- What to do -
(a) According to the passage about the play's screen adaptation, who replaced Irving Reis as director of the picture?
(b) Resume the passage about the play's screen adaptation from the point where it stops.

- Document segment -
In 1945, Mary Pickford bought the rights to the play intending to film in Technicolor starring the original Broadway cast. This was abandoned due to Martin’s pregnancy and the property was sold to Universal in 1947. Director Irving Reis was assigned to the picture but dropped out suddenly and was replaced by William Seiter, a director with a touch for musicals (Roberta) and comedy (Sons of the Desert).

As often happened in Hollywood adaptations for the screen, many of the original songs were dropped and in this case, lyrics were re-written. Ann Ronell, most notable for the Disney hit “Who’s Afraid of the Big Bad Wolf” and “Willow Weep for Me,” wrote new lyrics replacing Nash’s “Foolish Heart” with “Don’t Look Now but My Heart Is Showing.”

On to the casting, and boy is it excellent! For the title role, the lovely Ava Gardner was chosen. Ava made her breakthrough in 1946 playing the femme fatale in Universal’s The Killers and was known for her exquisite beauty, glamour, and appeal. Her home studio, MGM, was not quite confident yet in adding her to their galaxy of top stars and often lent her to other studios. Just like her predecessor, Mary Martin, Venus played a significant role in Ava’s career.

- Data provided -
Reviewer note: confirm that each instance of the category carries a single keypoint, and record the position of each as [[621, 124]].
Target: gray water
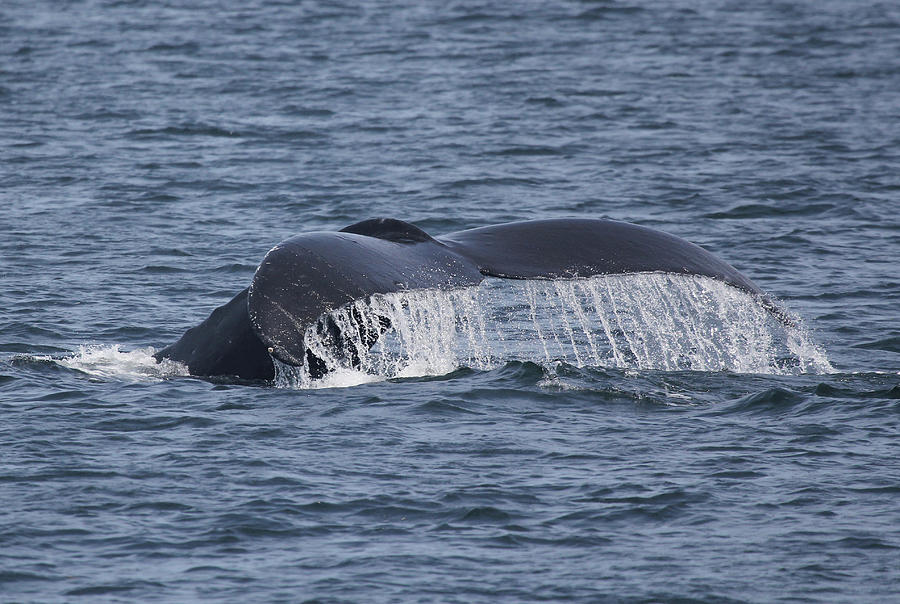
[[627, 439]]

- The results -
(a) William Seiter

(b)
Authors Kendra Bean and Anthony Uzarowski elaborate in Ava: A Life in Movies: “Before Venus, Ava’s glamorous image was mainly derived from the studio publicity machine. Now she was finally being given a role that perfectly suited her emerging public persona.”

On December 31, 1947, Variety reported: One Touch of Venus comes to the screen as a pleasant comedy fantasy. Ava Gardner steps into the top ranks as the goddess, Venus. Hers is a sock impression, bountifully physical and alluring, delivered with a delightfully sly instinct for comedy.

After Venus, Ava replaced Rita Hayworth as the love goddess of the movies, and held that position until Marilyn Monroe’s rise in the mid-50’s.

Robert Walker was cast as Eddie Hatch, the object of Venus’s desire. At the time, Walker’s image (to his chagrin) was that of the shy, small-town boys in the war years. He would give the performance of his tragically short career a few years later in Strangers on A Train (1951).

Providing a foil to Hatch is Tom Conway, accompanied by his long-suffering secretary played by Eve Arden. Arden, as always, steals each scene she is in. Dick Haymes stands in as Hatch’s best friend, and Hatch’s fiance is played by Olga San Juan.

I enjoy this movie very much. I feel that Ava Gardner strikes the perfect chord of innocence and sensuality while Robert Walker has the shy, sweet awkwardness down to a tee. Tom Conway and Eve Arden are delightful additions, and it’s fun seeing the whole cast get into their parts and enjoying themselves.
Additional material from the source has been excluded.